Please pick out and copy every line in the listing below that contains the word "khaki". Matches are case-sensitive.

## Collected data
━━━━━━━━━━━━━━━━━━━━━━━━━━━━━━
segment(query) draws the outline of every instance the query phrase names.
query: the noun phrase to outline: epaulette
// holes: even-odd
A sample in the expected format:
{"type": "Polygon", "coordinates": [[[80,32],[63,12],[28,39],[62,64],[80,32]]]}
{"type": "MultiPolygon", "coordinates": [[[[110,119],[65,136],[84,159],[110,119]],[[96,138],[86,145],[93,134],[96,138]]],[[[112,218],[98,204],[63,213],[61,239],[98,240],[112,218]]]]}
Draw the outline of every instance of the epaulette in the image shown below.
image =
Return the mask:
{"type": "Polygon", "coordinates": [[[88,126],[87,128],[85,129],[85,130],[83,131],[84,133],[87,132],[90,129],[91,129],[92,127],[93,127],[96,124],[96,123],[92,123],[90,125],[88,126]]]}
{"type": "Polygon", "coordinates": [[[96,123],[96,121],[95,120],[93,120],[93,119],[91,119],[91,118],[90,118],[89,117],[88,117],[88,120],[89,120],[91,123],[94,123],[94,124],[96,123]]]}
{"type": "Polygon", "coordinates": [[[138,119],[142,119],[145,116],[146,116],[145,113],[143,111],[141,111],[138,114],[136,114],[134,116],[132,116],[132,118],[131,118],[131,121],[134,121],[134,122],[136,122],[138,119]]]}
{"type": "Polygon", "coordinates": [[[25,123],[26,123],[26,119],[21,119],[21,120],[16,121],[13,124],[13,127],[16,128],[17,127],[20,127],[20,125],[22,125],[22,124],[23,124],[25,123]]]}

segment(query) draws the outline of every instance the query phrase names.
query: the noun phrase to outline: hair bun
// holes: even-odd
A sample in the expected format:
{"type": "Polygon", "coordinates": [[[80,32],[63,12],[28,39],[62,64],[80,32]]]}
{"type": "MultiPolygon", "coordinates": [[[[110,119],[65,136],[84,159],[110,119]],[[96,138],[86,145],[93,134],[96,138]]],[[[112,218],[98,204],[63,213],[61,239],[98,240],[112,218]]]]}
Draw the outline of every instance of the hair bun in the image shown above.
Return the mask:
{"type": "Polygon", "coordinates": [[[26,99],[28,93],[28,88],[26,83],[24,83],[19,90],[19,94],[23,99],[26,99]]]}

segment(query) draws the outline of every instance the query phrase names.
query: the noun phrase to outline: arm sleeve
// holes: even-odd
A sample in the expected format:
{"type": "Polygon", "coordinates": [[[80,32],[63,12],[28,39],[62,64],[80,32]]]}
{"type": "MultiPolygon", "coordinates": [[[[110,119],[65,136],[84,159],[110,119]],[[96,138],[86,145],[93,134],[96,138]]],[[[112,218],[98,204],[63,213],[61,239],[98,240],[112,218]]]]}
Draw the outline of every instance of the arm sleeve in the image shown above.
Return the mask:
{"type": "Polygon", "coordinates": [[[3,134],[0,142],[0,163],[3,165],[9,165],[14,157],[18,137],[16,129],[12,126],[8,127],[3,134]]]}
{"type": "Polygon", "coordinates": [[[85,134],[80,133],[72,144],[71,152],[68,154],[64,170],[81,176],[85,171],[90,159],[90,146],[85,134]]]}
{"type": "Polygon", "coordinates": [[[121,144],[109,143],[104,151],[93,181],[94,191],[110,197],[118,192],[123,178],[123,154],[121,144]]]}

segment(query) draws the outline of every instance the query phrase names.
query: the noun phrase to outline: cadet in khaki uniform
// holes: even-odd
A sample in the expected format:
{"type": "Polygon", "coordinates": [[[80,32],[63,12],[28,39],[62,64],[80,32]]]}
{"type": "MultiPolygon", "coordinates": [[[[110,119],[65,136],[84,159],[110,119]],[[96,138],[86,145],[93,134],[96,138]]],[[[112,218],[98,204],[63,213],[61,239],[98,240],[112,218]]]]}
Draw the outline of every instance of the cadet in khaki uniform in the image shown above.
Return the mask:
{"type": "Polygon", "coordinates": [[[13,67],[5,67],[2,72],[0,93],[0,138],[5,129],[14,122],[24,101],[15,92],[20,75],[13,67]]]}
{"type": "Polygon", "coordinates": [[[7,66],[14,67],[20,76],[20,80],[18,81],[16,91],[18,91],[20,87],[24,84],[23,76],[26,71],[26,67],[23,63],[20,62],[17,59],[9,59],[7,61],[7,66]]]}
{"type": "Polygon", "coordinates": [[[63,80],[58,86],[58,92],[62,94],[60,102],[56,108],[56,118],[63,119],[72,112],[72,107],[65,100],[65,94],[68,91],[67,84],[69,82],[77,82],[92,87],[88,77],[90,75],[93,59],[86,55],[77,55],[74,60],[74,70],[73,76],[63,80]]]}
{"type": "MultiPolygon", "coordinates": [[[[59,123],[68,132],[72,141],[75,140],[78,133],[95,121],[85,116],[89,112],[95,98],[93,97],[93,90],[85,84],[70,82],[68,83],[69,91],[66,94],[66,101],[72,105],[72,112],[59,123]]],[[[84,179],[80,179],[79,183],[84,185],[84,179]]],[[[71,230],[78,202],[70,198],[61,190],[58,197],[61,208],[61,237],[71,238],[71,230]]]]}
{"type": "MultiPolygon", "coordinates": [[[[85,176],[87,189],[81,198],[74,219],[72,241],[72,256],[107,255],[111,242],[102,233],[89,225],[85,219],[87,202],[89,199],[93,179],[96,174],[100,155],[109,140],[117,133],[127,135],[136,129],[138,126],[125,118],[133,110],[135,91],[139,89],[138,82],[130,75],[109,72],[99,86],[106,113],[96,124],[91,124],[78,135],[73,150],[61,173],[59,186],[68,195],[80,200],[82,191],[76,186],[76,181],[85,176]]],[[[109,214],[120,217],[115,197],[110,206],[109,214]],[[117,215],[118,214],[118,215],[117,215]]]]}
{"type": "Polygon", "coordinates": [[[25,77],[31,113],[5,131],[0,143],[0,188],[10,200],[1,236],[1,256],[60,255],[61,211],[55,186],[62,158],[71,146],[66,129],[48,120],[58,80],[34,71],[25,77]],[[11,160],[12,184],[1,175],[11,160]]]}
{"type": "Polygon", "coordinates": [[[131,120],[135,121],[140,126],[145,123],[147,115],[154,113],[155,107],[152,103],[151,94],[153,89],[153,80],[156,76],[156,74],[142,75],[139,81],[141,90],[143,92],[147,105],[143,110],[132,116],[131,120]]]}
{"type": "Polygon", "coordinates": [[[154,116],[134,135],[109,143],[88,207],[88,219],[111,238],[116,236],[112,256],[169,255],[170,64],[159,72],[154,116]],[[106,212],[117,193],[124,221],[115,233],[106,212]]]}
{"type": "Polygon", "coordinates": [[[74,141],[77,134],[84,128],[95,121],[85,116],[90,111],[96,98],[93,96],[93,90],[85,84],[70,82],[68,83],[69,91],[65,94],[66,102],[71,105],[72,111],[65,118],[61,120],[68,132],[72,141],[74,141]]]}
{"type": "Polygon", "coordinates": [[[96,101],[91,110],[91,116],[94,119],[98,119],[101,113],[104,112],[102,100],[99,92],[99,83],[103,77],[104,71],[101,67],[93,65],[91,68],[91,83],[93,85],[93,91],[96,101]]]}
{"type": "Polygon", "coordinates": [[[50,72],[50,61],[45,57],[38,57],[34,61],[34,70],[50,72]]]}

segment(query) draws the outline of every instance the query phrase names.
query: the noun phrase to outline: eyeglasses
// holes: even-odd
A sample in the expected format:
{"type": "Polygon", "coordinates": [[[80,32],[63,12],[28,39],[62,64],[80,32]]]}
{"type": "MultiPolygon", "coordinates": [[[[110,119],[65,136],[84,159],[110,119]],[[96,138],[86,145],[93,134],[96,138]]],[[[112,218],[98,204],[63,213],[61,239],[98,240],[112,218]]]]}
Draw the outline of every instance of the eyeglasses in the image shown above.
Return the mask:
━━━━━━━━━━━━━━━━━━━━━━━━━━━━━━
## THE RESULT
query: the noun phrase to outline: cadet in khaki uniform
Draw the outline of every instance of the cadet in khaki uniform in the image shown above.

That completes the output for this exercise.